- _DOCUMENT PASSAGE_:
* * *

Stream API

In the pitch for unifying Sequence and Collection there is mention of a Stream API for the case of potentially infinite sequences/collections. Below is a suggestion for such an API (note it is deliberately minimal to keep the post to a reasonable length).

Comments/suggestions?

// Stream definitions.

// Alternative to `IteratorProtocol`, `LazySequence`, etc. that is more expressive and has defined behaviour.
// Small ABI surface area (1 enum, 2 classes, and 3 extensions).
// Requires class semantics (so that lazy methods can be chained - if ownership allowed transfer of ownership then a struct could be used).
// Potentially infinite.
// Single traversal only (unless derrived class of `Stream` adds extra functionality).
// Eager methods, `next`, `reduce`, etc., all throw (so that Swift error handling can be used).
// Could add parallel at later date to give parallel, lazy evaluation.

* * *

Excerpts from a detection dataset:
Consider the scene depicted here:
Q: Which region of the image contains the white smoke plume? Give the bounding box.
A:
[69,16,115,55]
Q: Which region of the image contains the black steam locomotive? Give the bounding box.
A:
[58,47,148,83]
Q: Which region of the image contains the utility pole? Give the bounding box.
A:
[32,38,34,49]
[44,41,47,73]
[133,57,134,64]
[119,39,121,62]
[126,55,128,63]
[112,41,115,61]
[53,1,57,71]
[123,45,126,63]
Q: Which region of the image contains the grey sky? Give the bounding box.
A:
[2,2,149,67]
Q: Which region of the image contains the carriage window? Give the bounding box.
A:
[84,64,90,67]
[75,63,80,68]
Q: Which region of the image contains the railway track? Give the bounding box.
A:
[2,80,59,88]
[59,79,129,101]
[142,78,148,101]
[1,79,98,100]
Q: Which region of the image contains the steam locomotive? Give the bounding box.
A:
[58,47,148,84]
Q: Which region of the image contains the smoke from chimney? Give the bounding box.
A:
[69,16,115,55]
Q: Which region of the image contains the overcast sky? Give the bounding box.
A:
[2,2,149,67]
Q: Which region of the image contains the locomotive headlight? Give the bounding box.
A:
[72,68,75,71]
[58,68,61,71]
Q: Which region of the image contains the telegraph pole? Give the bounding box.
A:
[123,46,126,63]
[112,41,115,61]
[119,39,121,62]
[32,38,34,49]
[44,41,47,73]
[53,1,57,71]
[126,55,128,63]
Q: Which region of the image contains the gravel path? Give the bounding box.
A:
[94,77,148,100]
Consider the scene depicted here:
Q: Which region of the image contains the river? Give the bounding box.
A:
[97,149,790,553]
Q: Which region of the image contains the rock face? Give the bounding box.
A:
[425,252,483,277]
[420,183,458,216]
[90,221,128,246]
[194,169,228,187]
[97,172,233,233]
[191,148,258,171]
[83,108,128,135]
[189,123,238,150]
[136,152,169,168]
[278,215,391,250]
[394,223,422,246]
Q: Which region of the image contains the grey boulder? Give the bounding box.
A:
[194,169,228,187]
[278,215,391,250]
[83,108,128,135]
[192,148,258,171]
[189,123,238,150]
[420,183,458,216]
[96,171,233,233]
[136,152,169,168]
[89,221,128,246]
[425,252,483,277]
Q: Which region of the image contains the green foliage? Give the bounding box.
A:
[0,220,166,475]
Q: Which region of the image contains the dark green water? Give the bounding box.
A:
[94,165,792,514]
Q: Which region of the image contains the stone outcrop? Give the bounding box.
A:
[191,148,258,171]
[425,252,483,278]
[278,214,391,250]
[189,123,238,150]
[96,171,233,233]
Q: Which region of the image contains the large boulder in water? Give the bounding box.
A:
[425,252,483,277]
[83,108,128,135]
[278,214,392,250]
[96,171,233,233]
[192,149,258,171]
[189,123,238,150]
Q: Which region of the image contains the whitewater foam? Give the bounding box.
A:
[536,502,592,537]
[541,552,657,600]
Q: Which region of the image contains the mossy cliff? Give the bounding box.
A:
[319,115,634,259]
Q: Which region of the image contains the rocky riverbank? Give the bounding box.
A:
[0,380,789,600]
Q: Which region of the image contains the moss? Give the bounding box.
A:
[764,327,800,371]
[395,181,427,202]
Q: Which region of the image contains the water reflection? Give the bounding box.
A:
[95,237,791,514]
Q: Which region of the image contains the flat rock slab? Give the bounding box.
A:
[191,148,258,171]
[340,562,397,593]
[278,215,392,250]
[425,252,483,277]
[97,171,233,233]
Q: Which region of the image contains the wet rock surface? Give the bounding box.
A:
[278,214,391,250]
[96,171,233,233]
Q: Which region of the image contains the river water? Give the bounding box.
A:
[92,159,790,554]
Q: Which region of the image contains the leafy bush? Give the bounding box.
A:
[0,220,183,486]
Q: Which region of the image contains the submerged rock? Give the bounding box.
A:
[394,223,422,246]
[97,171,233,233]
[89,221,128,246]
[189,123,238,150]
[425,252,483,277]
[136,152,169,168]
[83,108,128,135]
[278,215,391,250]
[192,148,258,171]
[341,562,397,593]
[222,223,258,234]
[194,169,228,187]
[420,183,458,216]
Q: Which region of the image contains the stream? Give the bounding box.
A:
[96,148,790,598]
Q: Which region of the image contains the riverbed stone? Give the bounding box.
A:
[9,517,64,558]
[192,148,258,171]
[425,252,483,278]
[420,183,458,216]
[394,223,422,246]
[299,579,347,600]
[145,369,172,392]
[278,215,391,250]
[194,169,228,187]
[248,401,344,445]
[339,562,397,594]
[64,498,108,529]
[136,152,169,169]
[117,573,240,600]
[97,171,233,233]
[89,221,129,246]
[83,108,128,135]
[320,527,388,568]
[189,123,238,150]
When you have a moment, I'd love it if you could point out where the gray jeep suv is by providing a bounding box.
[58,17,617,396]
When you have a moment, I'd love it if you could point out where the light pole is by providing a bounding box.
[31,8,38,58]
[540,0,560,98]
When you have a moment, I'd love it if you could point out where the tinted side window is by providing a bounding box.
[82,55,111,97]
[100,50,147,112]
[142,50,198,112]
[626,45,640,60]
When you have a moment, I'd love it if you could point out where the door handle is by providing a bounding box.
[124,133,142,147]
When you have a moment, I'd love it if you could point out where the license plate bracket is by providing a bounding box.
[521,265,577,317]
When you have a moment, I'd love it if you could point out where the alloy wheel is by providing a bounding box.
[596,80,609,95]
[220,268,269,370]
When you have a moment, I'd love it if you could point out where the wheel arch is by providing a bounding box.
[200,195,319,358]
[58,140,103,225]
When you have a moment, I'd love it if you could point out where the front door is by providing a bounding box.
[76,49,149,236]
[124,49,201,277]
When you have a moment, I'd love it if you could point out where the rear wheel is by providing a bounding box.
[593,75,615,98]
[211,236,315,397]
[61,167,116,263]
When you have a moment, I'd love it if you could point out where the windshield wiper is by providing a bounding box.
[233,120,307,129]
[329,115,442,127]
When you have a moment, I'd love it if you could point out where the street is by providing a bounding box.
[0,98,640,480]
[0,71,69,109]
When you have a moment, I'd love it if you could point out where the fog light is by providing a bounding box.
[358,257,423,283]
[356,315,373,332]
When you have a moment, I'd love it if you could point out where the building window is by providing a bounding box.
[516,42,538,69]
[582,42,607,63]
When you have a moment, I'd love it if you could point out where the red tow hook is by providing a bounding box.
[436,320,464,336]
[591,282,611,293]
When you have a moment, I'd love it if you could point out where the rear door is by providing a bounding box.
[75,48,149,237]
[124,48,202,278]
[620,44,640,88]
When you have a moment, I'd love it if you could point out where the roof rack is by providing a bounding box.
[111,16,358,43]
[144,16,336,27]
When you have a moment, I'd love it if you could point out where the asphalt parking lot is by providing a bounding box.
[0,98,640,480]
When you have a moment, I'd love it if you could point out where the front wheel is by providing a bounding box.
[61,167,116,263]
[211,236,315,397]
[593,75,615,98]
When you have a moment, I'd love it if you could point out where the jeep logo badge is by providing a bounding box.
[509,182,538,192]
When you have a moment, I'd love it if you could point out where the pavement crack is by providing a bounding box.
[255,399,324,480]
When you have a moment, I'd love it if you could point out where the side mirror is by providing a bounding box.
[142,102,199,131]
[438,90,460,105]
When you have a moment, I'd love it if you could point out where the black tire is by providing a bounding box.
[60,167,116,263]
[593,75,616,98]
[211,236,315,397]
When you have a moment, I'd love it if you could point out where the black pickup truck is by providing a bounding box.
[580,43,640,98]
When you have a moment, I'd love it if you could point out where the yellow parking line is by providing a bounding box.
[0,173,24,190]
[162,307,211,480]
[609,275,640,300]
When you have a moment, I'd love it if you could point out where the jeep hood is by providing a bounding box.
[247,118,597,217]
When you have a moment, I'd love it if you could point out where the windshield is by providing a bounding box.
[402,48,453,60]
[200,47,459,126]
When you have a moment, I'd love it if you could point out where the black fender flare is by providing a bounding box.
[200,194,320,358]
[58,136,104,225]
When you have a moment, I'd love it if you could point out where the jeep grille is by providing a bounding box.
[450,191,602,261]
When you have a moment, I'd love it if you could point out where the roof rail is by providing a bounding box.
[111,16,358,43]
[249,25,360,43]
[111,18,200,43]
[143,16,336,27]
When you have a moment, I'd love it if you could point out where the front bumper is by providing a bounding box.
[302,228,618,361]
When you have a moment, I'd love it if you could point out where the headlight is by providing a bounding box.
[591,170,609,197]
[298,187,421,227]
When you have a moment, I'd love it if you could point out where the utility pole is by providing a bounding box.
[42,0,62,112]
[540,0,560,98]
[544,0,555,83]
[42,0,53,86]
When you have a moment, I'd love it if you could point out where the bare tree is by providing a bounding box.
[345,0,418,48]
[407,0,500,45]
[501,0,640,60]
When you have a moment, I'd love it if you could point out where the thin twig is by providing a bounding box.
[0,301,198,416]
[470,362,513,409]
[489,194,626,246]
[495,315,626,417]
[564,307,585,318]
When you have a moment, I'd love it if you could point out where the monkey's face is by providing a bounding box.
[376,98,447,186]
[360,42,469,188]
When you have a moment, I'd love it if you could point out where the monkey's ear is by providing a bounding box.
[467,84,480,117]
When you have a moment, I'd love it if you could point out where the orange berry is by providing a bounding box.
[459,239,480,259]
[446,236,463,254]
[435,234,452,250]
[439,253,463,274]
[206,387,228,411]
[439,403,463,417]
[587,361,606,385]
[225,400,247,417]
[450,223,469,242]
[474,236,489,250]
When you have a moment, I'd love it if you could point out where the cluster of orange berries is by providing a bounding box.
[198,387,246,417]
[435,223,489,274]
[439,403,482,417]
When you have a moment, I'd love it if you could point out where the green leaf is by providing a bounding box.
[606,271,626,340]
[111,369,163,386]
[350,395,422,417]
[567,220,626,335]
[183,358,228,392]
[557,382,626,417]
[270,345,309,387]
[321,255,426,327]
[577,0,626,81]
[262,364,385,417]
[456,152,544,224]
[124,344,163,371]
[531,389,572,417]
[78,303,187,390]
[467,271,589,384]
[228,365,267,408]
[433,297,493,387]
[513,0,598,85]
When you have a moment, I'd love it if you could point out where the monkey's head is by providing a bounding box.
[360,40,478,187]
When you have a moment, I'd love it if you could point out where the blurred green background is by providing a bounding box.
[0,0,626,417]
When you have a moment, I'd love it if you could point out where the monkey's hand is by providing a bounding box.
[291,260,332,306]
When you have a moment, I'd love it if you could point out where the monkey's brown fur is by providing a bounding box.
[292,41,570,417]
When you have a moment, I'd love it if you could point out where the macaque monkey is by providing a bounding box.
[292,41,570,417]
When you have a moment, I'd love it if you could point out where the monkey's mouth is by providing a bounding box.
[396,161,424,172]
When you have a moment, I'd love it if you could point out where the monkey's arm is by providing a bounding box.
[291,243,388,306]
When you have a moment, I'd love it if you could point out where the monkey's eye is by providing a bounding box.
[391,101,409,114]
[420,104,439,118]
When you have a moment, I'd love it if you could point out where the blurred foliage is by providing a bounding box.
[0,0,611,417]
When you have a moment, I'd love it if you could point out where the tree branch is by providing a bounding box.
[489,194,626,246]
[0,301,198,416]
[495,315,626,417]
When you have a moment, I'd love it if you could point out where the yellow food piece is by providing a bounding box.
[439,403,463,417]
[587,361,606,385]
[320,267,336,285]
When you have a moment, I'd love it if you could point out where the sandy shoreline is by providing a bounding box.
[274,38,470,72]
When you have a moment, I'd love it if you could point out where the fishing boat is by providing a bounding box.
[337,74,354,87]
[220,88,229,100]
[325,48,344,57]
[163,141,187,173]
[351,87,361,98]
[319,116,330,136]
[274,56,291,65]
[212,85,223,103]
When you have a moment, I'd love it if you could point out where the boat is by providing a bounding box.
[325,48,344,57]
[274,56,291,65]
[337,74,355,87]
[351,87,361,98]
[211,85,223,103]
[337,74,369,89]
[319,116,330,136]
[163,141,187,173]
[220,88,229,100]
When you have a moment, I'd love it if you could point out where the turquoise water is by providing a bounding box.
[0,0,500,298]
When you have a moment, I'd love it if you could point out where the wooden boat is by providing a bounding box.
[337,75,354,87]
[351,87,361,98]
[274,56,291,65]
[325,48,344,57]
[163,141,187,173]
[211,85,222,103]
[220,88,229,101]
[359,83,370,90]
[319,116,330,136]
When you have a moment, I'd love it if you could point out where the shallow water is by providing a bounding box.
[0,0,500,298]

* * *

- _EXERCISE_: Rename "minimal" to "compact" in the Stream API post, and give the part that opens with the words containing "In the pitch" and closes with "and 3 extensions).". These records were taken from a separate source.

- _RESULT OF THIS EXERCISE_:
In the pitch for unifying Sequence and Collection there is mention of a Stream API for the case of potentially infinite sequences/collections. Below is a suggestion for such an API (note it is deliberately compact to keep the post to a reasonable length).

Comments/suggestions?

// Stream definitions.

// Alternative to `IteratorProtocol`, `LazySequence`, etc. that is more expressive and has defined behaviour.
// Small ABI surface area (1 enum, 2 classes, and 3 extensions).